[[ Provided records open ]]

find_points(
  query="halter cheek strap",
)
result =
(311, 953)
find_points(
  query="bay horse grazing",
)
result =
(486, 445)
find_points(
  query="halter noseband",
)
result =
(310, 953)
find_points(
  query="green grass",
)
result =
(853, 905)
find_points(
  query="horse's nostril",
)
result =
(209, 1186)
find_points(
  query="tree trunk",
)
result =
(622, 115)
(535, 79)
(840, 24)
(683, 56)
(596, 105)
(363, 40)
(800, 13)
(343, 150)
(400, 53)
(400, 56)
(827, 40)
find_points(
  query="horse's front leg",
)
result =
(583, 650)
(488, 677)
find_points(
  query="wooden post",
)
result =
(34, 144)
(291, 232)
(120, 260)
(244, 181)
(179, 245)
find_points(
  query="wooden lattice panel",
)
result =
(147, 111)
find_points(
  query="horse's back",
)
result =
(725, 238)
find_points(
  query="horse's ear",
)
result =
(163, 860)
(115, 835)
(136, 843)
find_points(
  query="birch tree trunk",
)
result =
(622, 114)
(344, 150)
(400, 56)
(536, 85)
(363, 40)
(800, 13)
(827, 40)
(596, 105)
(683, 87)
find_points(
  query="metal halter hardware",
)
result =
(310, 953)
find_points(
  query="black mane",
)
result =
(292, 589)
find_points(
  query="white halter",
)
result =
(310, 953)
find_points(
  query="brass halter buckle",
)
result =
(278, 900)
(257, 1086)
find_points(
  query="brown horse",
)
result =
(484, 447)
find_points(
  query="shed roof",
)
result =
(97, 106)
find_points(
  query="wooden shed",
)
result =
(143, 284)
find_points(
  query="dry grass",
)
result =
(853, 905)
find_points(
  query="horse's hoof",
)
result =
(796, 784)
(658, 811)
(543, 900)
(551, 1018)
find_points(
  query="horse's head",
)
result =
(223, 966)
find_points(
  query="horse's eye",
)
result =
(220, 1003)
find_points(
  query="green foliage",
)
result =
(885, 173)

[[ Provided records closed ]]

> [Directions]: A full, exact repeat of the entries above is required.

> [Response below]:
find_points(
  query="halter cheek strap",
)
result =
(311, 953)
find_points(
  query="bay horse grazing",
)
result =
(486, 445)
find_points(
  query="halter noseband",
)
result =
(310, 953)
find_points(
  query="green grass",
)
result =
(853, 905)
find_points(
  query="horse's nostril",
)
result =
(209, 1186)
find_points(
  query="tree trunk",
)
result =
(622, 115)
(535, 79)
(840, 24)
(683, 56)
(596, 105)
(363, 40)
(800, 13)
(343, 150)
(400, 53)
(400, 56)
(827, 40)
find_points(
  query="horse's front leg",
)
result =
(583, 650)
(488, 677)
find_points(
  query="wooden post",
)
result =
(34, 144)
(291, 232)
(120, 260)
(244, 181)
(179, 245)
find_points(
  query="wooden lattice panel",
)
result =
(147, 111)
find_points(
  query="horse's back",
)
result =
(725, 238)
find_points(
  query="horse's ear",
)
result =
(163, 860)
(115, 835)
(136, 843)
find_points(
  query="birch tree trunk",
)
result =
(622, 114)
(344, 150)
(400, 56)
(536, 85)
(363, 40)
(800, 13)
(827, 40)
(596, 105)
(683, 87)
find_points(
  query="metal halter hardware",
)
result =
(310, 953)
find_points(
  query="black mane",
)
result =
(292, 589)
find_points(
  query="white halter",
)
result =
(310, 953)
find_points(
  query="brass halter buckle",
)
result =
(278, 900)
(257, 1086)
find_points(
  query="brown horse",
)
result =
(484, 447)
find_points(
  query="shed roof",
)
result =
(97, 106)
find_points(
  query="wooden shed",
)
result =
(143, 284)
find_points(
  query="dry grass",
)
result =
(853, 905)
find_points(
  query="horse's hoof",
)
result =
(796, 784)
(658, 811)
(543, 900)
(551, 1018)
find_points(
  query="horse's head",
)
result =
(223, 966)
find_points(
  query="horse's eye",
)
result =
(220, 1003)
find_points(
  query="green foliage",
)
result =
(885, 173)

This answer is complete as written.